→ What you need to do: Rewrite the lines from the one containing "work trousers you can find." through the one containing "(499, 306), (581, 454)", inclusive, as a two-column CSV with the headers instruction and response. Each row pairs an instruction's text with its answer, each in one quoted field with line breaks turned into spaces.

[Detection annotation records]
___

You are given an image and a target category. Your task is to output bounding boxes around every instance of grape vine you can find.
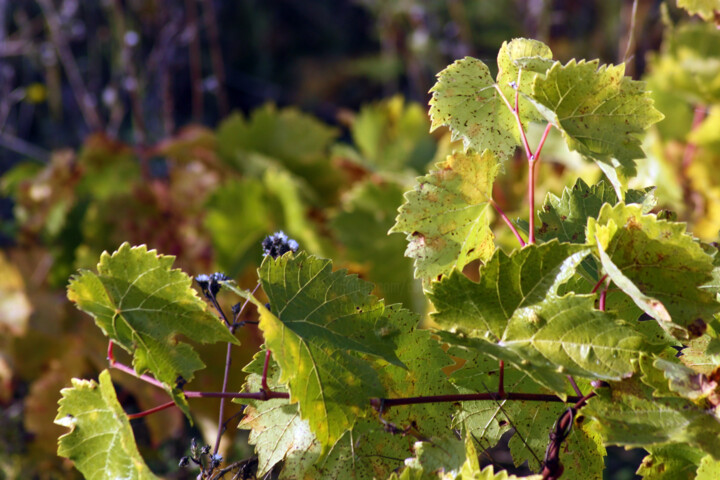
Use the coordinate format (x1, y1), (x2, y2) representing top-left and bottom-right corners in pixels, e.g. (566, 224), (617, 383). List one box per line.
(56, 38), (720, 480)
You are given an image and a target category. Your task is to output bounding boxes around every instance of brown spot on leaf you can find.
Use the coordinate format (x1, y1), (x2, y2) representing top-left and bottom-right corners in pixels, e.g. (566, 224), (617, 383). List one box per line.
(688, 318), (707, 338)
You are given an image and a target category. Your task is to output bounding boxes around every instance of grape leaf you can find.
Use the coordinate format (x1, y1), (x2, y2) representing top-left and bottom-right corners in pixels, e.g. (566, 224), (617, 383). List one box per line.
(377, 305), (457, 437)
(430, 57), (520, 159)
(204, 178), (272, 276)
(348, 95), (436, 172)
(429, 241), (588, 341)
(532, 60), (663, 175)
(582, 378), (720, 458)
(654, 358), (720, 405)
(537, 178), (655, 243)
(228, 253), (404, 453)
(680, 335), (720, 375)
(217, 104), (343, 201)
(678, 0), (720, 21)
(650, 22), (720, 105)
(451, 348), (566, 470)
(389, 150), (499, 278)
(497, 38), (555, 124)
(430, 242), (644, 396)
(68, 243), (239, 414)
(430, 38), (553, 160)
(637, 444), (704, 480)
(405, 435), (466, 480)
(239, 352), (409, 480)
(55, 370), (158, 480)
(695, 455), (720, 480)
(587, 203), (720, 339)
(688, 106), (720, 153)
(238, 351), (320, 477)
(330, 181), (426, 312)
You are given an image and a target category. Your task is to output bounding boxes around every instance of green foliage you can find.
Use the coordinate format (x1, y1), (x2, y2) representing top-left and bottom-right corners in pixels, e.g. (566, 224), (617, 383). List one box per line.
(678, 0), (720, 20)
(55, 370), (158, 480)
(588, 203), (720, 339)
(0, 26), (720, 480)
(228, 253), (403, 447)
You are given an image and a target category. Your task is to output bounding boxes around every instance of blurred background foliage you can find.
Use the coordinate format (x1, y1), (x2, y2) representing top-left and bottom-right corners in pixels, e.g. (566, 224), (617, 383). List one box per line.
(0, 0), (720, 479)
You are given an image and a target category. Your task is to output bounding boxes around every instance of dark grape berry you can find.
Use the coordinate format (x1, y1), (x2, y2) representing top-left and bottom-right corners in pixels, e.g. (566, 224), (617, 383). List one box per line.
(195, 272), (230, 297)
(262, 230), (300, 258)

___

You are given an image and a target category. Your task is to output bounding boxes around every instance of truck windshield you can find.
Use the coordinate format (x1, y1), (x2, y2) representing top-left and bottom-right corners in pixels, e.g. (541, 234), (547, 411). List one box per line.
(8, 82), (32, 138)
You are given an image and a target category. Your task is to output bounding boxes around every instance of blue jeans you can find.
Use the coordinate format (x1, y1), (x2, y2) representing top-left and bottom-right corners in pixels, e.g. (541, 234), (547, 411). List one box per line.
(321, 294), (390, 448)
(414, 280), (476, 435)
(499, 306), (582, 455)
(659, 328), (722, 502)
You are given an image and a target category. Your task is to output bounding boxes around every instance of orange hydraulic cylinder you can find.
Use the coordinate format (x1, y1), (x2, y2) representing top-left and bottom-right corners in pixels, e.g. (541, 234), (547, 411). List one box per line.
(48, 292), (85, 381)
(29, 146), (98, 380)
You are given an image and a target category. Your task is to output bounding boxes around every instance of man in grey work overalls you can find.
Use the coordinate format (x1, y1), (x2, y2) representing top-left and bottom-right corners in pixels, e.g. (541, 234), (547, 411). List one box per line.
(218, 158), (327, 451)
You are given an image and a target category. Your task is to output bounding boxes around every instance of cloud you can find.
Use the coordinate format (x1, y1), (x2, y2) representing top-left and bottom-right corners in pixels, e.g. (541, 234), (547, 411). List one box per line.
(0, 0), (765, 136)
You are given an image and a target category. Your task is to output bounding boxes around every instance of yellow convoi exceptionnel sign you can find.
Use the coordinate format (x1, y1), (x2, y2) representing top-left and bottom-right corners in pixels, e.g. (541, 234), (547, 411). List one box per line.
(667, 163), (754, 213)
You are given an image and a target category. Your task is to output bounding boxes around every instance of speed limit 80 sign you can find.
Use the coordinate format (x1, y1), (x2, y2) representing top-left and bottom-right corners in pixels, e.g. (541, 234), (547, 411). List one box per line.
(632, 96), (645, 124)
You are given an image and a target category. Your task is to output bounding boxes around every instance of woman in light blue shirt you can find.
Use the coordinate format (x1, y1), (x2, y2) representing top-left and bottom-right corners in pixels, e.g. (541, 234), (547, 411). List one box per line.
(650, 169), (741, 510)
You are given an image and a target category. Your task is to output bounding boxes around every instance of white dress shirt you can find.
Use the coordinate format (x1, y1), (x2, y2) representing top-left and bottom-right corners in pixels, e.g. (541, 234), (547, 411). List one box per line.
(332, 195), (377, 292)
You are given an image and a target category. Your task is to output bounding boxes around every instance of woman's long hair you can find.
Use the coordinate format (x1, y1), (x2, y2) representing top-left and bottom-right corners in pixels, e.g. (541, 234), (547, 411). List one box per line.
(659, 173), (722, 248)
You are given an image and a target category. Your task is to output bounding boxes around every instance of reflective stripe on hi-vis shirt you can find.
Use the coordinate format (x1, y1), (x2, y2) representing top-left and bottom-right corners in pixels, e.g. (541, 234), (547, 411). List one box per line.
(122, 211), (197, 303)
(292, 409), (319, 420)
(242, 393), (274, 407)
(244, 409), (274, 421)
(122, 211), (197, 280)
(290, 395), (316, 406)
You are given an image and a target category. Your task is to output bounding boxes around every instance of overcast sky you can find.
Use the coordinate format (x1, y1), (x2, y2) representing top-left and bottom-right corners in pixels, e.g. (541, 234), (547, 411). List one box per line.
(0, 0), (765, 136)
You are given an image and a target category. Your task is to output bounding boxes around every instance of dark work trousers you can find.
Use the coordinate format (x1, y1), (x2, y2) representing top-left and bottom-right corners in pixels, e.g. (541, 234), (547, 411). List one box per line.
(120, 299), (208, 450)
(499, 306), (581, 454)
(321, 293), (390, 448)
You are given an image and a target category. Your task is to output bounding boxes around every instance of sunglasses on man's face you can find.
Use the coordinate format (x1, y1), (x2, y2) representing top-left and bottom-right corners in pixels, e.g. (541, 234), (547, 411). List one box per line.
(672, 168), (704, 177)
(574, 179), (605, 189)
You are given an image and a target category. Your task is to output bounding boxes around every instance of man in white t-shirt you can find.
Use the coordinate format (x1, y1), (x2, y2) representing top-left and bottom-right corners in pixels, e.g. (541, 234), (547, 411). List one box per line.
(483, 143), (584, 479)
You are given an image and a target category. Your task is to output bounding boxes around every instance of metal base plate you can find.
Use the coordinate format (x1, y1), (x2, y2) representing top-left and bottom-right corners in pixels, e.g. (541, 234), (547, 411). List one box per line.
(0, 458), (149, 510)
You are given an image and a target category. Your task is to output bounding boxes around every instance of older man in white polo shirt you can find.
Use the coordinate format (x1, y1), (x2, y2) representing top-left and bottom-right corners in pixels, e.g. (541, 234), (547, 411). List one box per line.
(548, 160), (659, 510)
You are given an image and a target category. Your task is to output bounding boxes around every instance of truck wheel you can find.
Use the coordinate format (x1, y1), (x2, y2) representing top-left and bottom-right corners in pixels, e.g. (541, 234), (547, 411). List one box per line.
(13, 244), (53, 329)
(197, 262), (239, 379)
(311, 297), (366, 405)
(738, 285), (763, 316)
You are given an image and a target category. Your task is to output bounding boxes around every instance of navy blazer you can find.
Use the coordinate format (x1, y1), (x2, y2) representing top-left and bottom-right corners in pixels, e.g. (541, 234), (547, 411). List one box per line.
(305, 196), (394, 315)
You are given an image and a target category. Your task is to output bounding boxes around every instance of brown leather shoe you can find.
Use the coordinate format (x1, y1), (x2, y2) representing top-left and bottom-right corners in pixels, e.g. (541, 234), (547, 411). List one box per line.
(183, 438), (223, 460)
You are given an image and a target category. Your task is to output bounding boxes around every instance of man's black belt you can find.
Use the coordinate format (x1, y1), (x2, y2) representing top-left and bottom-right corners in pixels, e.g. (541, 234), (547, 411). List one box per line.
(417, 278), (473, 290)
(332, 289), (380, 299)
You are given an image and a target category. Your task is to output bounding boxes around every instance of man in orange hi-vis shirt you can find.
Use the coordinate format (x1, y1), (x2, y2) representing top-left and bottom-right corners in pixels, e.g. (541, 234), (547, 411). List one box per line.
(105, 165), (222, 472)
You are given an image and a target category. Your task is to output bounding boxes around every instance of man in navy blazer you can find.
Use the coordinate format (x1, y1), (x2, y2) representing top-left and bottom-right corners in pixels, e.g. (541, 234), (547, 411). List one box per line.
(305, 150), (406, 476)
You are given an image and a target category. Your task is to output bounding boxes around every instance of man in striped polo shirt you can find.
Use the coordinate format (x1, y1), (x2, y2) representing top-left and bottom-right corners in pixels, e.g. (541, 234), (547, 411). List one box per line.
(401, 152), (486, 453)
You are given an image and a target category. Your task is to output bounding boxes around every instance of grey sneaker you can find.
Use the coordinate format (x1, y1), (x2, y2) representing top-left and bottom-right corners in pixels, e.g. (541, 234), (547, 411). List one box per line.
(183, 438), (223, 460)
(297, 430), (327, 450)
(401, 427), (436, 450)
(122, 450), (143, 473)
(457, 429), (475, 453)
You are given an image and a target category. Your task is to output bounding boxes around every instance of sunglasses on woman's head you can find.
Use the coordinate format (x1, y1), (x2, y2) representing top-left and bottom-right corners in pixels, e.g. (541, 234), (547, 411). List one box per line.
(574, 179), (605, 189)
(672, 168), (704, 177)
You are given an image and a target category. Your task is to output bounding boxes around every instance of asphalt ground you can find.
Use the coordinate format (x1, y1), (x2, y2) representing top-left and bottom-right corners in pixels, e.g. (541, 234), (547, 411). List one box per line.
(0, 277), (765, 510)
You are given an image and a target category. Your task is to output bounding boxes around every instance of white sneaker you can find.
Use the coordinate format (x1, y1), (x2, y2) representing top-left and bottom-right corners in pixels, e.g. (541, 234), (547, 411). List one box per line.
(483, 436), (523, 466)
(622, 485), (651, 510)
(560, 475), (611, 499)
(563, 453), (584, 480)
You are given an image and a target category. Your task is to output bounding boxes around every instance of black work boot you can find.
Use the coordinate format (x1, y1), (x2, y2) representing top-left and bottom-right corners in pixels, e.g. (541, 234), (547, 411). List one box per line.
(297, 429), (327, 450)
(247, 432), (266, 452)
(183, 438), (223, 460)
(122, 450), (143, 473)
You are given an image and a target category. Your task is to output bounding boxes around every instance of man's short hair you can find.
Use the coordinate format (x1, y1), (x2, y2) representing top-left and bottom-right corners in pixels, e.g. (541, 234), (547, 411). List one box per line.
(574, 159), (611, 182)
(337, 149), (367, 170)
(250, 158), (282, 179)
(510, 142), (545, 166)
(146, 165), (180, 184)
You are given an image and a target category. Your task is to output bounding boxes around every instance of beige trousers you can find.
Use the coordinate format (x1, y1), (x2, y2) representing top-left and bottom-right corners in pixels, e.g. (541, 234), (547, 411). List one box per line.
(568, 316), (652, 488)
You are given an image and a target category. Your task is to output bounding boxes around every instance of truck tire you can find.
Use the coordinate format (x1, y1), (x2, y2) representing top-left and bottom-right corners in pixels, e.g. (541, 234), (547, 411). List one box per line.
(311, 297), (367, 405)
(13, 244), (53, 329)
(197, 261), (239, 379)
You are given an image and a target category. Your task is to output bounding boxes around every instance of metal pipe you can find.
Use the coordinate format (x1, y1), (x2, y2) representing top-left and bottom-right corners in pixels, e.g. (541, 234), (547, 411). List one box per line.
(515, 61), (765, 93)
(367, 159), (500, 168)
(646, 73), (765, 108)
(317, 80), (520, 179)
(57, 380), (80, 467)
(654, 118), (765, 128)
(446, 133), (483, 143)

___

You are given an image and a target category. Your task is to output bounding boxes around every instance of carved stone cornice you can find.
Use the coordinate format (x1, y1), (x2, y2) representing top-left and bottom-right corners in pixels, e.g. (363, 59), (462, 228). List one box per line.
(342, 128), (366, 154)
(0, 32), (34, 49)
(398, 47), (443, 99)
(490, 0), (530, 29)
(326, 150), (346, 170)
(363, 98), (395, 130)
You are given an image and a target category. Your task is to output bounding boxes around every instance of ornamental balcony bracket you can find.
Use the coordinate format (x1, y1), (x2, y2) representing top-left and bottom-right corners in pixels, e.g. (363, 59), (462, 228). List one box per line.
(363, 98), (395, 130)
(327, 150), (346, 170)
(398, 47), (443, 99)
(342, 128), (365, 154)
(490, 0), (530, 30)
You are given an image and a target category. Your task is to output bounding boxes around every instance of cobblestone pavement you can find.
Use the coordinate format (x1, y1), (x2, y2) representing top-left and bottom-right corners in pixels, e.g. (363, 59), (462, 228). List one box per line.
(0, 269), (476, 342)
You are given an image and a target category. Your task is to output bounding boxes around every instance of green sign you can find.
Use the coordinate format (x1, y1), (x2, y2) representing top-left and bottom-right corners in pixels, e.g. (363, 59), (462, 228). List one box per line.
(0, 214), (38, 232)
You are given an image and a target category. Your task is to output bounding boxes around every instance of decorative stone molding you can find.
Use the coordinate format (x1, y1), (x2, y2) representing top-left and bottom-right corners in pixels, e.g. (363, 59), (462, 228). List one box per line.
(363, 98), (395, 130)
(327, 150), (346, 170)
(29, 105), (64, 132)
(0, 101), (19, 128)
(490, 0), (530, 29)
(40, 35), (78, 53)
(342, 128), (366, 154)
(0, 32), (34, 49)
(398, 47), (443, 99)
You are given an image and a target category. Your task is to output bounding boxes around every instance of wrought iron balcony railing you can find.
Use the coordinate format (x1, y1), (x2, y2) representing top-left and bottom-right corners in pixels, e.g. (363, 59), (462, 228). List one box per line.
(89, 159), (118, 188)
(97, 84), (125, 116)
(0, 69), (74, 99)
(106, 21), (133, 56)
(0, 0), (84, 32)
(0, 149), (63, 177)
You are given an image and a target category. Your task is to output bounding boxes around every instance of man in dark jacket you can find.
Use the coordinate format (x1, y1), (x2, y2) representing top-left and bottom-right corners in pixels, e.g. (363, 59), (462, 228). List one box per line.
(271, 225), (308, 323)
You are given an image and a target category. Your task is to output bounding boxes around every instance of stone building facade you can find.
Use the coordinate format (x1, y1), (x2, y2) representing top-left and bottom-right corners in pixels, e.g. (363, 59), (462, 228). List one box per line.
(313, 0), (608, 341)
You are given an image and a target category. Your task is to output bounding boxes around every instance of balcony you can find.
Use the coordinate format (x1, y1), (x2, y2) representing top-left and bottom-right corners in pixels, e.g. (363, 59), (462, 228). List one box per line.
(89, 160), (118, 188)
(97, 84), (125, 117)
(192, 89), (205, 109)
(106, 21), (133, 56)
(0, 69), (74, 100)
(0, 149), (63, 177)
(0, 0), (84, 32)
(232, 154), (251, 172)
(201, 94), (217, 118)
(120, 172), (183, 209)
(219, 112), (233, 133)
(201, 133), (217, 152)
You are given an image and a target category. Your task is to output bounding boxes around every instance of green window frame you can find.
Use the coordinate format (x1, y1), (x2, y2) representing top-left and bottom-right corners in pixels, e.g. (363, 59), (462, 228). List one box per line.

___

→ Reply to the task:
instruction,response
"You are given an image and a target category. Your task is to output bounding boxes around every instance of dark work trousers you can find. Use the coordinate format (x1, y1), (x2, y2) representing top-left and bottom-right corners in pixels, e.g. (541, 234), (547, 411). List one box per line.","(120, 299), (208, 450) (499, 306), (581, 454)"